Copy out all the lines exactly. Omit pictures.

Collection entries
________________________________________

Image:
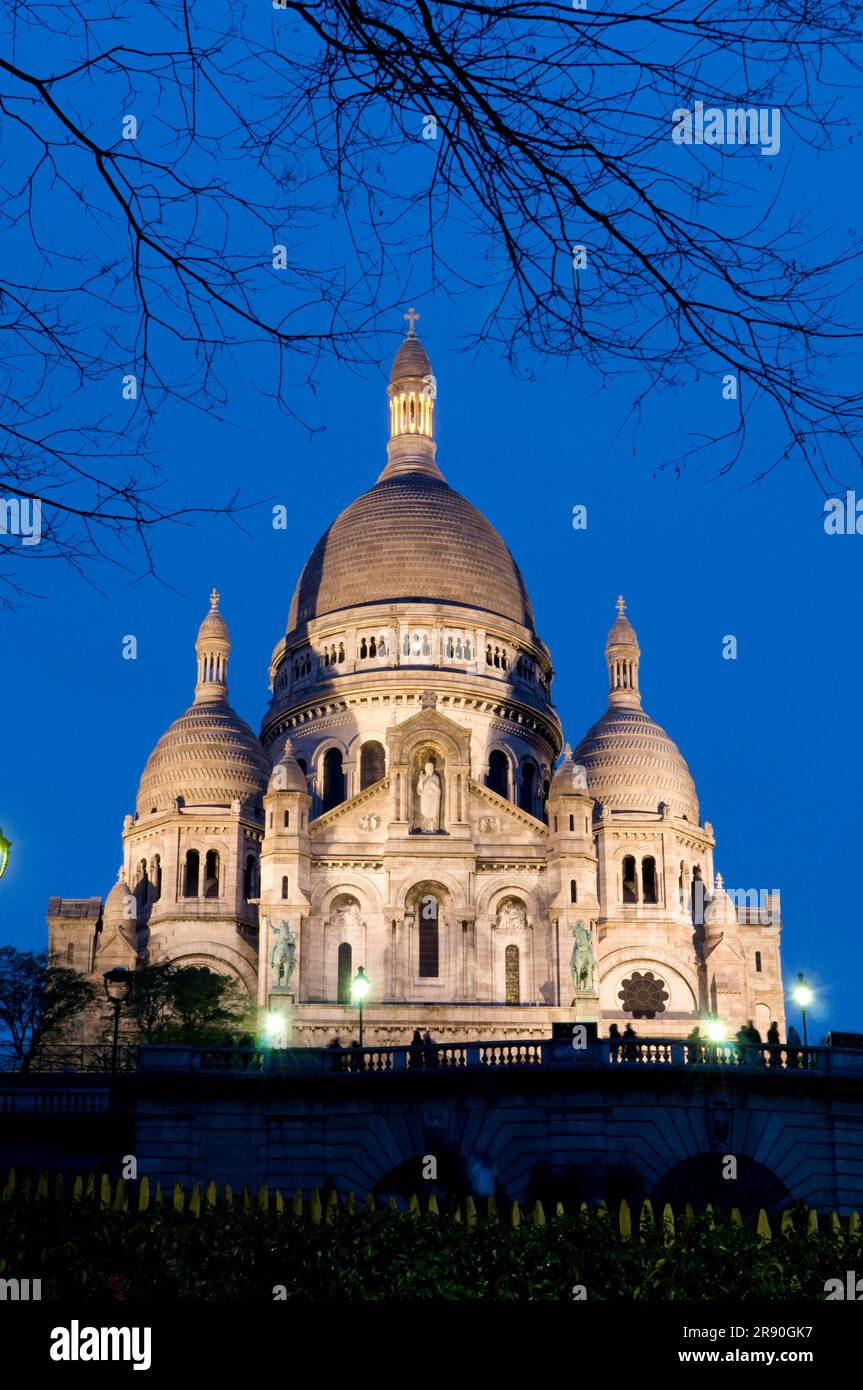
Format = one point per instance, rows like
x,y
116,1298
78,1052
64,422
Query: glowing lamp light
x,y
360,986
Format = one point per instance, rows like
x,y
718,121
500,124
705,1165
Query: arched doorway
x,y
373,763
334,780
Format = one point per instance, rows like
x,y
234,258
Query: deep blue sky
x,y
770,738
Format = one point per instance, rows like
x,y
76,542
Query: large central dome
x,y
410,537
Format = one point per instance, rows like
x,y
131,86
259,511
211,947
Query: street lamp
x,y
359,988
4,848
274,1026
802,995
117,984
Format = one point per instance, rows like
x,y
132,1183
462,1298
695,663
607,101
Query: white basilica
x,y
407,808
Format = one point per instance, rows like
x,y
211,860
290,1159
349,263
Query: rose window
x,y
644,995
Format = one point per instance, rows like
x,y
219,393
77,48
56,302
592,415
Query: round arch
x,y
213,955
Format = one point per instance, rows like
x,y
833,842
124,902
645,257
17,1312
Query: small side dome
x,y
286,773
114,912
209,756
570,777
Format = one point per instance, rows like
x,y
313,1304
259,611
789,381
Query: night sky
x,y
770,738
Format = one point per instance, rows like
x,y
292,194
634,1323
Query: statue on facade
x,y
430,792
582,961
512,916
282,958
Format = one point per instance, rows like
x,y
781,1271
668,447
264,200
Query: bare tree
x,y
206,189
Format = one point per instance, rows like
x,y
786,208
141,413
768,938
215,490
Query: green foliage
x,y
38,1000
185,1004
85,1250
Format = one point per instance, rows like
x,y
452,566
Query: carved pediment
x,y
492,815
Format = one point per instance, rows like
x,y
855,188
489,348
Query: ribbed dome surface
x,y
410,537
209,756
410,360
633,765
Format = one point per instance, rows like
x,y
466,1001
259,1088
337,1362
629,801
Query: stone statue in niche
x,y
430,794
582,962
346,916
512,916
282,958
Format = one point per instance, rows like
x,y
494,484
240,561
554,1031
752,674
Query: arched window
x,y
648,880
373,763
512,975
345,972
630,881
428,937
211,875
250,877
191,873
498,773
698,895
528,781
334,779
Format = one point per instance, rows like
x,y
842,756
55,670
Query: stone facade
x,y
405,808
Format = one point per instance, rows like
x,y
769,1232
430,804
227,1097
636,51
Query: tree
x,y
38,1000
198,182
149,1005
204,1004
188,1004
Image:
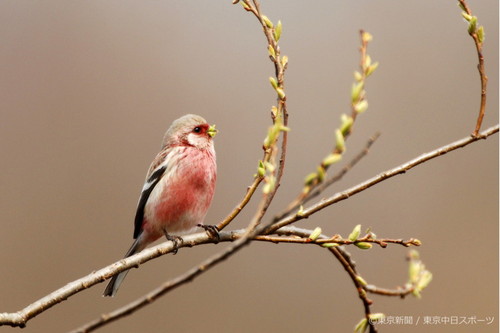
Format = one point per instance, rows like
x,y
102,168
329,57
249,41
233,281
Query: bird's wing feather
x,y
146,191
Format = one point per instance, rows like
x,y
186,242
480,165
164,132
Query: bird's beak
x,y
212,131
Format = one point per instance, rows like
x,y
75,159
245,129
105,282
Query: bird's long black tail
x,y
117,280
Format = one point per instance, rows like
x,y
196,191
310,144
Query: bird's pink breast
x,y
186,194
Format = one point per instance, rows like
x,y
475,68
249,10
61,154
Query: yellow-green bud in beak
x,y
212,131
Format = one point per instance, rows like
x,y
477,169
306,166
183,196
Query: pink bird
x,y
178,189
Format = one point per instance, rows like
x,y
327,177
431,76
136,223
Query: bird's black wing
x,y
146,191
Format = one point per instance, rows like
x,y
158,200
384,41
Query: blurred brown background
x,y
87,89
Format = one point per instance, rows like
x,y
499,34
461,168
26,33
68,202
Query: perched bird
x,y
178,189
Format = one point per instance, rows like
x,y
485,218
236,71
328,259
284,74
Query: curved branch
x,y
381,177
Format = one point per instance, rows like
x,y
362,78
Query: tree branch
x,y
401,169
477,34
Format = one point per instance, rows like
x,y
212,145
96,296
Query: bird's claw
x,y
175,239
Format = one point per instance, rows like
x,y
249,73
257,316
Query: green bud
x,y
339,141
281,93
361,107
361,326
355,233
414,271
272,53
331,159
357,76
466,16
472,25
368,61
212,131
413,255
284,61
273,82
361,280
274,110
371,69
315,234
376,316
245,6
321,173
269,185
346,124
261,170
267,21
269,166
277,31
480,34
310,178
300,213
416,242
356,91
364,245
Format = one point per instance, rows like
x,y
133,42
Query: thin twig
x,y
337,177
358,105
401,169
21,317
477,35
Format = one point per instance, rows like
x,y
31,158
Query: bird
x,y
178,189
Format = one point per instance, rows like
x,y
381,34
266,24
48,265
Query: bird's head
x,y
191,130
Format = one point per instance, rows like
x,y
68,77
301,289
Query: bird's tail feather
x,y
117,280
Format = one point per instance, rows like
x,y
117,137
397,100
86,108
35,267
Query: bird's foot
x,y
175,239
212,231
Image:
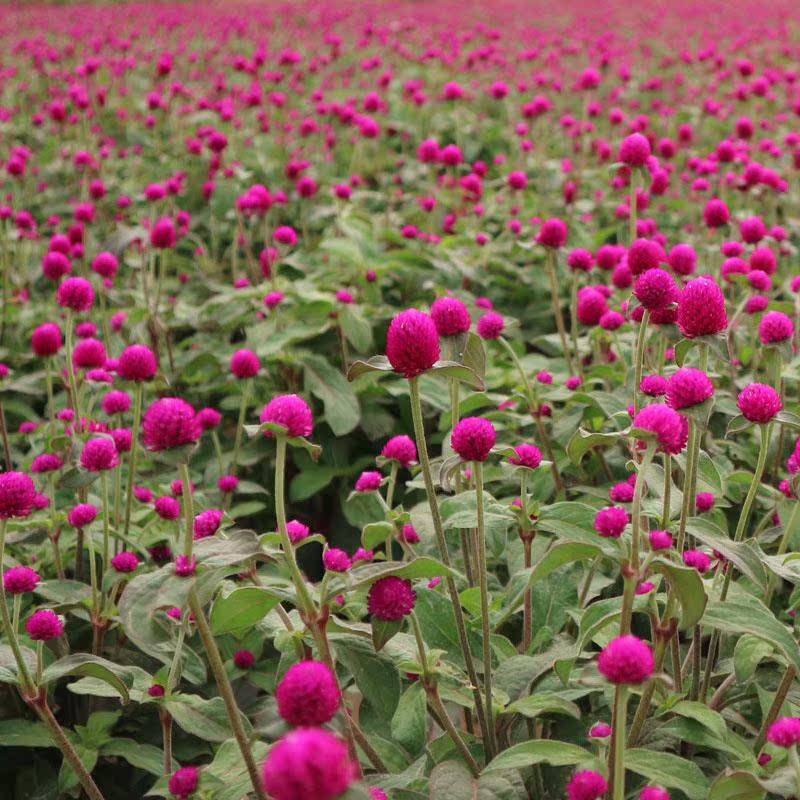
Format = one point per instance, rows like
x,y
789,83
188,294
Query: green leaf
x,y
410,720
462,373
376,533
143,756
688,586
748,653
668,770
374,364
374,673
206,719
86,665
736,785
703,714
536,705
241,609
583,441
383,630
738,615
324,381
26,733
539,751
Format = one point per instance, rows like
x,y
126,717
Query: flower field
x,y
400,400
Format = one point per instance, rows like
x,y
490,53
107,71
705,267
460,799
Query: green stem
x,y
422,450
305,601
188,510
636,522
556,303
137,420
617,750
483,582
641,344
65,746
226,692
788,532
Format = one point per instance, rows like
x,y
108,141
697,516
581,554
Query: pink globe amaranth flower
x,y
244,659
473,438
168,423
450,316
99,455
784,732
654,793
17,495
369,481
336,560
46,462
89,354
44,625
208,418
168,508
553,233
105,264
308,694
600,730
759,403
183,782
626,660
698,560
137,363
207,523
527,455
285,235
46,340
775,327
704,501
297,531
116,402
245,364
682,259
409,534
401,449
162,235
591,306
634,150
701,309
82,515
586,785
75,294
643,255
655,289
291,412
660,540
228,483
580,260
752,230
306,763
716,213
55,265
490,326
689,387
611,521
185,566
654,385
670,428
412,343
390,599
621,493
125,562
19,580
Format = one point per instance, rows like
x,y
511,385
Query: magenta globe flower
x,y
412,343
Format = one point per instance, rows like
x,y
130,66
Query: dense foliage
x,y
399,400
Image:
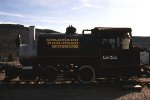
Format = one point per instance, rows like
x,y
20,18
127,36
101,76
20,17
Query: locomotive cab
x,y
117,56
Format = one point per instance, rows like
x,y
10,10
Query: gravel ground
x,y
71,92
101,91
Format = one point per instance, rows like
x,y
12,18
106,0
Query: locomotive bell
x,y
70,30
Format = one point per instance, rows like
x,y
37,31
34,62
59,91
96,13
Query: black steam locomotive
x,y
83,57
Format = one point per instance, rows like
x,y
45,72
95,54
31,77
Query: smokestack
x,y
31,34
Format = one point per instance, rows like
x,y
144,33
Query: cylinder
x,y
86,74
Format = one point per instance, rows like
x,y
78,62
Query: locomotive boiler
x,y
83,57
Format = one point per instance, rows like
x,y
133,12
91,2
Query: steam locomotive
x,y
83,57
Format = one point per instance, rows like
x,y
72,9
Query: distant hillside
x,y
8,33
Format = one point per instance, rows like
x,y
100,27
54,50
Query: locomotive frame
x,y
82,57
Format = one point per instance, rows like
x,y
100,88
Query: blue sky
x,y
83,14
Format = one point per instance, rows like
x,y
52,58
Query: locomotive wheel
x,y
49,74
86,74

________________________________________

▸ RESULT
Image:
Format = one point per instance, rows like
x,y
116,1298
78,1052
64,422
Query: glowing lamp light
x,y
360,986
Format = one point per instance, rows like
x,y
718,121
500,124
705,1165
Query: arched doorway
x,y
373,763
334,780
Format = one point per instance, rows like
x,y
234,258
Query: deep blue sky
x,y
770,738
Format = one point per instance, rows like
x,y
76,542
Query: large central dome
x,y
410,537
Format = one point per instance, rows like
x,y
131,86
259,511
211,947
Query: street lamp
x,y
359,988
4,848
274,1026
802,995
117,984
Format = one point per instance, rows like
x,y
132,1183
462,1298
695,663
607,101
Query: white basilica
x,y
407,808
Format = one point per instance, rows like
x,y
211,860
290,1159
349,263
Query: rose window
x,y
644,995
Format = one point per instance, rows like
x,y
219,393
77,48
56,302
592,415
Query: round arch
x,y
213,955
Format = one point per instance, rows like
x,y
833,842
124,902
645,257
17,1312
Query: small side dome
x,y
286,773
114,912
209,756
570,777
Format = one point per instance, rows like
x,y
313,1304
259,611
789,381
Query: night sky
x,y
770,738
Format = one point per instance, rows like
x,y
292,194
634,1323
Query: statue on facade
x,y
430,792
582,961
512,916
282,958
Format = one point per instance, rows like
x,y
781,1271
668,447
264,200
Query: bare tree
x,y
206,189
Format = one point per instance, rows like
x,y
786,208
141,413
768,938
215,490
Query: green foliage
x,y
38,1000
185,1004
85,1250
Format = one point per instance, rows like
x,y
452,566
Query: carved pediment
x,y
492,815
Format = one point per instance, rows like
x,y
855,188
489,348
Query: ribbed dome surface
x,y
410,537
209,756
410,360
633,765
Format = one point per instance, rows like
x,y
466,1001
259,1088
337,1362
629,801
Query: stone statue in niche
x,y
430,794
582,962
346,916
512,916
282,958
Format = one point per instance, rows like
x,y
494,484
240,561
554,1031
752,674
Query: arched window
x,y
648,880
373,763
512,975
345,972
630,881
428,937
211,875
250,877
191,873
498,773
698,895
528,781
334,779
Format = one point per instance, rows like
x,y
842,756
55,670
Query: stone facade
x,y
405,808
Format = one point per instance, rows like
x,y
769,1232
430,804
227,1097
636,51
Query: tree
x,y
38,1000
198,182
149,1005
204,1004
188,1004
Image:
Format = one point per instance, rows like
x,y
102,168
329,57
249,41
233,281
Query: bird's wing feather
x,y
146,191
Format = one point per instance, rows like
x,y
186,242
480,165
164,132
Query: bird's beak
x,y
212,131
Format = one point per instance, rows like
x,y
75,159
245,129
105,282
Query: bird's long black tail
x,y
117,280
Format = one point per instance, rows like
x,y
196,191
310,144
Query: bird's pink breast
x,y
186,194
Format = one point per instance, rows like
x,y
475,68
249,10
61,154
Query: yellow-green bud in beak
x,y
212,131
Format = one point per instance, rows like
x,y
477,169
306,166
183,196
Query: pink bird
x,y
178,189
Format = one point per instance, rows like
x,y
327,177
431,76
136,223
Query: bird's black wing
x,y
146,191
Format = one point per instance, rows like
x,y
158,200
384,41
Query: blurred brown background
x,y
87,89
Format = one point per instance, rows like
x,y
499,34
461,168
26,33
68,202
Query: perched bird
x,y
178,189
Format = one point per instance, rows like
x,y
485,218
236,71
328,259
284,74
Query: curved branch
x,y
381,177
Format = one point per instance, rows like
x,y
362,78
Query: tree branch
x,y
401,169
477,34
Format = one point per instance, rows like
x,y
212,145
96,296
Query: bird's claw
x,y
175,239
Format = one point per instance, rows like
x,y
249,73
257,316
Query: green bud
x,y
339,141
281,93
361,107
361,326
355,233
414,271
272,53
331,159
357,76
466,16
472,25
368,61
212,131
413,255
284,61
273,82
361,280
274,110
371,69
315,234
376,316
245,6
321,173
269,185
346,124
261,170
267,21
269,166
277,31
480,34
310,178
300,213
416,242
356,91
364,245
Format = one point per instance, rows like
x,y
133,42
Query: thin twig
x,y
337,177
358,105
401,169
21,317
477,35
Format = one point per instance, rows like
x,y
31,158
Query: bird
x,y
178,189
Format = one point per instance, rows like
x,y
381,34
266,24
48,265
Query: bird's head
x,y
191,130
Format = one point per instance, rows like
x,y
68,77
301,289
Query: bird's tail feather
x,y
117,280
Format = one point per instance, rows like
x,y
117,137
397,100
86,108
35,267
Query: bird's foot
x,y
175,239
212,231
Image:
Format = one point per instance, rows like
x,y
789,83
188,294
Query: green leaf
x,y
410,720
462,373
376,533
143,756
688,586
748,653
668,770
374,364
374,673
206,719
86,665
736,785
703,714
536,705
241,609
583,441
383,630
738,615
324,381
26,733
539,751
Format = one point per instance, rows like
x,y
126,717
Query: flower field
x,y
400,400
Format = one point per instance, rows like
x,y
490,53
107,71
705,267
460,799
Query: green stem
x,y
422,450
305,601
188,510
636,522
556,303
137,420
617,750
483,582
641,344
65,746
226,692
788,532
Format = one point per instance, rows like
x,y
108,141
697,516
581,554
Query: pink globe amaranth flower
x,y
244,659
473,438
168,423
450,316
99,455
784,732
654,793
17,495
369,481
336,560
46,462
89,354
44,625
208,418
168,508
553,233
105,264
308,694
600,730
759,403
183,782
626,660
698,560
137,363
207,523
527,455
285,235
46,340
775,327
704,501
297,531
116,402
245,364
682,259
409,534
401,449
162,235
591,306
634,150
701,309
82,515
586,785
75,294
643,255
655,289
291,412
660,540
228,483
580,260
752,230
306,763
716,213
55,265
490,326
689,387
611,521
185,566
654,385
670,428
412,343
390,599
621,493
125,562
19,580
Format = one point per instance, rows like
x,y
511,385
Query: magenta globe flower
x,y
412,343
Format = one point per instance, rows like
x,y
130,66
Query: dense foliage
x,y
399,400
Image:
Format = one point per instance, rows like
x,y
20,18
127,36
101,76
20,17
Query: locomotive cab
x,y
117,56
Format = one point per instance, rows like
x,y
10,10
Query: gravel ground
x,y
71,92
101,91
Format = one point per instance, rows like
x,y
12,18
106,0
Query: locomotive bell
x,y
70,30
Format = one point per instance, rows like
x,y
37,31
34,62
59,91
96,13
Query: black steam locomotive
x,y
83,57
Format = one point per instance, rows like
x,y
45,72
95,54
31,77
Query: smokestack
x,y
31,34
Format = one point per instance, rows like
x,y
144,33
Query: cylinder
x,y
86,74
Format = one point per instance, rows like
x,y
78,62
Query: locomotive boiler
x,y
83,57
Format = one point per instance, rows like
x,y
133,12
91,2
Query: steam locomotive
x,y
83,57
Format = one point per instance, rows like
x,y
72,9
Query: distant hillside
x,y
8,33
Format = one point per instance, rows like
x,y
100,27
54,50
Query: locomotive frame
x,y
82,57
Format = one point per instance, rows like
x,y
100,88
Query: blue sky
x,y
83,14
Format = one point per instance, rows like
x,y
52,58
Query: locomotive wheel
x,y
49,74
86,74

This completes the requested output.